## Excerpt from the dataset
** Begin **

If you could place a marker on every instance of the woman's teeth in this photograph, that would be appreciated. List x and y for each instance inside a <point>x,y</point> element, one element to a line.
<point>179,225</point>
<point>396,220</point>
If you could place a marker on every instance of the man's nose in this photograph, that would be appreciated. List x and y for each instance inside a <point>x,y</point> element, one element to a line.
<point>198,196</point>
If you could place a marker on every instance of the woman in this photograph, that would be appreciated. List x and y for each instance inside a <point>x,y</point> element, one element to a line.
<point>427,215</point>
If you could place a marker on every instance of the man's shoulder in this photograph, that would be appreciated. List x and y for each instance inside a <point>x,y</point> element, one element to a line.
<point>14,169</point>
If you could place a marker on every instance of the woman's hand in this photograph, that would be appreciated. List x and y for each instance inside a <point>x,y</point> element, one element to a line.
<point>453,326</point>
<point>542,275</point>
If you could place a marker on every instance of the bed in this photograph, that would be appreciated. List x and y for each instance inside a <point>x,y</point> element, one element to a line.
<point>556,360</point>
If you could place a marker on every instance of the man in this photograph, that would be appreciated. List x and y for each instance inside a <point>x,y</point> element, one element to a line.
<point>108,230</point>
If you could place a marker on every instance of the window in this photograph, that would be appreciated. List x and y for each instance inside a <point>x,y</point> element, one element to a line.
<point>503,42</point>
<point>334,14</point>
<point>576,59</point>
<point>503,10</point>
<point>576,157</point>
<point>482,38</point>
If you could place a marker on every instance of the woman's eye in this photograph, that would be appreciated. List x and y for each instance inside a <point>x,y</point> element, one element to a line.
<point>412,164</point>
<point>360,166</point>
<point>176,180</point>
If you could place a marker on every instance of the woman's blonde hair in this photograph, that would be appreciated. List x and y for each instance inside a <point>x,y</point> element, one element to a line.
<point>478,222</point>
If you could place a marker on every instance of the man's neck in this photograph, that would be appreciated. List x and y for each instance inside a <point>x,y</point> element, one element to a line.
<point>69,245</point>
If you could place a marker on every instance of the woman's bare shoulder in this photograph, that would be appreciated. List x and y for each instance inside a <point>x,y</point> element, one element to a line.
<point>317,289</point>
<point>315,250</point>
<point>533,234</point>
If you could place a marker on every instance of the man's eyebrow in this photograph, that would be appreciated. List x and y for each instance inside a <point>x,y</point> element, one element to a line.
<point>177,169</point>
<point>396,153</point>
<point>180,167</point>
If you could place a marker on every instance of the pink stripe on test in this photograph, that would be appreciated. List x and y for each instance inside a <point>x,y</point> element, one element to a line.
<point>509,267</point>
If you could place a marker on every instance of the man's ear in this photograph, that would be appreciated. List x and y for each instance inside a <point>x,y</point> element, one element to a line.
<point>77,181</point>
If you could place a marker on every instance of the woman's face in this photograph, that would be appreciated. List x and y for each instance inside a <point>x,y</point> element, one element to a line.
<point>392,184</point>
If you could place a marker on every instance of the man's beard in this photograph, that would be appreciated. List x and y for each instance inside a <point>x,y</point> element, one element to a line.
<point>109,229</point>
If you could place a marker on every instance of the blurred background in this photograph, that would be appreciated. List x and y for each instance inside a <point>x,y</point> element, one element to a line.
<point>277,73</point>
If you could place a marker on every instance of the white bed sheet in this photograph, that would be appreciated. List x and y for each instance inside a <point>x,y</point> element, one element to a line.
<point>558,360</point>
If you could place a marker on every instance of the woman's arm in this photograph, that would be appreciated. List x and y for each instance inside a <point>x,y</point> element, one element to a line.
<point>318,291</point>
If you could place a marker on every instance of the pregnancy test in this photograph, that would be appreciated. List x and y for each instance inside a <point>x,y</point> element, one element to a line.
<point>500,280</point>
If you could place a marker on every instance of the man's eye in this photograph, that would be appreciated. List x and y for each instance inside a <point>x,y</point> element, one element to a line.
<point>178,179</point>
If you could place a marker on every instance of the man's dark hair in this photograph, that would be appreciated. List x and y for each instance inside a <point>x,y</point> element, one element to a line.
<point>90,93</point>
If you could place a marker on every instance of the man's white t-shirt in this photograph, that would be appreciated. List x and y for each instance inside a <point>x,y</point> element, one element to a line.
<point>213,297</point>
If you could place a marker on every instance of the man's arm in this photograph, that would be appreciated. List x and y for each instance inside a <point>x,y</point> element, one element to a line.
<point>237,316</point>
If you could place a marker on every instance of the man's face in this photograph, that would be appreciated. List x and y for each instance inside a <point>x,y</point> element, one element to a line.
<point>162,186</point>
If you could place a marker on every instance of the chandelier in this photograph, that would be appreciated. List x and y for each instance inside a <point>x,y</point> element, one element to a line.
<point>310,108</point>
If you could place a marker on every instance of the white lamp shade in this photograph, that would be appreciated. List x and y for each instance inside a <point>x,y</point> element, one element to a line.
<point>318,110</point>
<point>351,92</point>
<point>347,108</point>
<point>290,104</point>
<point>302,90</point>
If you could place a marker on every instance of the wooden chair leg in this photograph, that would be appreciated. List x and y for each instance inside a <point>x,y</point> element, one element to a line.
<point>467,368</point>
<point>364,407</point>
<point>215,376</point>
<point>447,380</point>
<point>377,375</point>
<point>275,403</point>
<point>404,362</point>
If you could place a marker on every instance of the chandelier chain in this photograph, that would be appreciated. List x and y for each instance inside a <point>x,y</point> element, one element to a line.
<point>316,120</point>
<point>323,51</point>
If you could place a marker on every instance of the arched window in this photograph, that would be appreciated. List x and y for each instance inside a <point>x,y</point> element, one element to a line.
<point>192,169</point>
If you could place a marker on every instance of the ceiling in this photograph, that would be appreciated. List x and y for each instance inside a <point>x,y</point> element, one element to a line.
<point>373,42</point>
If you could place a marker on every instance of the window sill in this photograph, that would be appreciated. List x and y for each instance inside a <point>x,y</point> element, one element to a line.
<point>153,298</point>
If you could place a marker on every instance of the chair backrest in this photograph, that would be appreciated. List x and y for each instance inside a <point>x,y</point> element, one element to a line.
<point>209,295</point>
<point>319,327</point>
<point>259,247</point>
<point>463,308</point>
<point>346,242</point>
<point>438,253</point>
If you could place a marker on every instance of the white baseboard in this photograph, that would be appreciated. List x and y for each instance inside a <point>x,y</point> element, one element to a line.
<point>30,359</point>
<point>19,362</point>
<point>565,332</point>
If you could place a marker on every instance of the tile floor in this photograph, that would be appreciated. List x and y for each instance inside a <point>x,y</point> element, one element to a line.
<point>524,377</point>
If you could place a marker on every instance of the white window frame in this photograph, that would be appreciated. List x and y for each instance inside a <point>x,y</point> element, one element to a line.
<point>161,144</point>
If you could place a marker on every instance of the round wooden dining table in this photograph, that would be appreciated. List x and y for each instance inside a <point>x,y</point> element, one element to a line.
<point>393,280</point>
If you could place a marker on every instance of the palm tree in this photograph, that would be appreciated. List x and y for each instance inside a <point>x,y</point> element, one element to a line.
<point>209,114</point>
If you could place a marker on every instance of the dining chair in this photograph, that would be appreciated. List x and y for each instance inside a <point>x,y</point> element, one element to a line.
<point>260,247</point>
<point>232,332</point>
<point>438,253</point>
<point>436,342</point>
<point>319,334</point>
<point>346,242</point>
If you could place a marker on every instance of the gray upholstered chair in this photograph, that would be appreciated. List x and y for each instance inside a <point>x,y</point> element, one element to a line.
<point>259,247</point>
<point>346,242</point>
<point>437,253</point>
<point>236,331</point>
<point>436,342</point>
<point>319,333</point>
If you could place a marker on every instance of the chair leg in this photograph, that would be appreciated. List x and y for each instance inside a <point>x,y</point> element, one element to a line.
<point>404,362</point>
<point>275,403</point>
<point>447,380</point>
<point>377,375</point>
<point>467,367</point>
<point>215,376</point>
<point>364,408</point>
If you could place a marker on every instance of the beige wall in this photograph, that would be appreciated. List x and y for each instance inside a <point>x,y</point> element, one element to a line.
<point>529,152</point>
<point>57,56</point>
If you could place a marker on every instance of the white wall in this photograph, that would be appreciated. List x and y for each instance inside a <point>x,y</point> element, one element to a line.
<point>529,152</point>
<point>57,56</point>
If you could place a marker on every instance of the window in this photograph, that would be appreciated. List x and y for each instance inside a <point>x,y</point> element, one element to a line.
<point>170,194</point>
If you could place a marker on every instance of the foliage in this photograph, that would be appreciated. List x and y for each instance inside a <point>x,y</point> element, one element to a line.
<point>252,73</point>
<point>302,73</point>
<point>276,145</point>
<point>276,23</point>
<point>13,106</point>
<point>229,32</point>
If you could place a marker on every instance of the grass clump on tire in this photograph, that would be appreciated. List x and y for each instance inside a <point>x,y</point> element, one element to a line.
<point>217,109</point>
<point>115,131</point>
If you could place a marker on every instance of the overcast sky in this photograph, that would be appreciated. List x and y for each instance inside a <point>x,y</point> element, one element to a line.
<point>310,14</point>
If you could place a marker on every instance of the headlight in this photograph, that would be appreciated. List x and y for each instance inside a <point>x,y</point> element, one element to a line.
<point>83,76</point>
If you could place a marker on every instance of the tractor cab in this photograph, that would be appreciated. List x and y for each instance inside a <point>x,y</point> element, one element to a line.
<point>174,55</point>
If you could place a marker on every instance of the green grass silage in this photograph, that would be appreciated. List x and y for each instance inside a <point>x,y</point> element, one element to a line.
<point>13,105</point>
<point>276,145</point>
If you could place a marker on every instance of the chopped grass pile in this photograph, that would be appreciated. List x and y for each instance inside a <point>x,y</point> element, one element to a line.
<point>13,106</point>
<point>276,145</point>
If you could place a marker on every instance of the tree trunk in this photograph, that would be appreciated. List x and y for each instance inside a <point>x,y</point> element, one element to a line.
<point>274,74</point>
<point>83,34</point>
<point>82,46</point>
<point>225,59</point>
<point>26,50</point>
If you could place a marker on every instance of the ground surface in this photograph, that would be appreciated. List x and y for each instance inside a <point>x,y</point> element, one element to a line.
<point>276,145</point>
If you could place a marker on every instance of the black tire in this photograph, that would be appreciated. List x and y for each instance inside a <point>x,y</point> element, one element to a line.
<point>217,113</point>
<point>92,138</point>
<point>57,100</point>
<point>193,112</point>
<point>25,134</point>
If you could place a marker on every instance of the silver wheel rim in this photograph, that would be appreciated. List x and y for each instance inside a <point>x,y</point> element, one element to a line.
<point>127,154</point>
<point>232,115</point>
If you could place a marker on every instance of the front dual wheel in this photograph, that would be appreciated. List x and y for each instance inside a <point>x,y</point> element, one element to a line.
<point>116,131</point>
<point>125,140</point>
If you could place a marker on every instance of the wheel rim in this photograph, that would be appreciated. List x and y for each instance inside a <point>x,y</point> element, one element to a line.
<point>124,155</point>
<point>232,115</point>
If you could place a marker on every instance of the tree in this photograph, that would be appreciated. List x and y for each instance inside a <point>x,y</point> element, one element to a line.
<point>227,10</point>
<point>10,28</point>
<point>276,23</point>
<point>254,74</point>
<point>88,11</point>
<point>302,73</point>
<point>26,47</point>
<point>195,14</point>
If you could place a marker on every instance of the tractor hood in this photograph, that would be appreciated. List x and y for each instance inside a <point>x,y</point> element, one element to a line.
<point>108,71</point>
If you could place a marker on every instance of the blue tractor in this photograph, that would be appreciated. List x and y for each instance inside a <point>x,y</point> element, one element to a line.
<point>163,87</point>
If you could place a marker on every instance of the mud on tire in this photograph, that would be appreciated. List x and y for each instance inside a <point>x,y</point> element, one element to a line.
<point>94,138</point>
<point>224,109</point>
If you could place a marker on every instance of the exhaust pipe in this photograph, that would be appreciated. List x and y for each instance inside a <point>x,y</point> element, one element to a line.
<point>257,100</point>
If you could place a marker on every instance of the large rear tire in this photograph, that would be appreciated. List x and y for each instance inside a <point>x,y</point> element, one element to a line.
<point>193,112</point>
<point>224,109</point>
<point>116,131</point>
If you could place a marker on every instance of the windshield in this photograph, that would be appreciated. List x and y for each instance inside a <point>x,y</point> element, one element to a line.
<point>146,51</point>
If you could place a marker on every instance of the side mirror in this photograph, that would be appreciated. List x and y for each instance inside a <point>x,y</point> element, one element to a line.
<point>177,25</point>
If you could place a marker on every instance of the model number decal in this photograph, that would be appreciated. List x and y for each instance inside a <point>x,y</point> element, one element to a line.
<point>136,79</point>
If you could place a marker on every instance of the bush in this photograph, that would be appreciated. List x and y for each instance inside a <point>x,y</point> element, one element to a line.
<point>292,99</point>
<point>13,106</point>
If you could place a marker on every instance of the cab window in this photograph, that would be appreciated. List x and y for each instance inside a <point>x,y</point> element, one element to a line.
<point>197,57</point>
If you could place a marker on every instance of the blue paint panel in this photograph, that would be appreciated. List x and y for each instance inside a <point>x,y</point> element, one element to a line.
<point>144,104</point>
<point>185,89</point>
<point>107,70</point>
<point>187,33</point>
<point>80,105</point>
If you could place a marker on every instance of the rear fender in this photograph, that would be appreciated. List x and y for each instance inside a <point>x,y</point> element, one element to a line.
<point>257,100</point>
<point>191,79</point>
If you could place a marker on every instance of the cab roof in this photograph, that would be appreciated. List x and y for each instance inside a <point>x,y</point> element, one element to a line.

** End **

## Your objective
Copy the lines above word for word, starting with the very first line and ending with the line that contains "<point>198,196</point>". Include both of those lines.

## Exercise result
If you could place a marker on every instance of the woman's teeth in this photograph, that would be appreciated. List x and y for each instance inside a <point>x,y</point> element, one element to a line.
<point>179,225</point>
<point>396,220</point>
If you could place a marker on every instance of the man's nose in this photograph, that would be appreciated. List x and y for each instance inside a <point>x,y</point> element, one element to a line.
<point>198,196</point>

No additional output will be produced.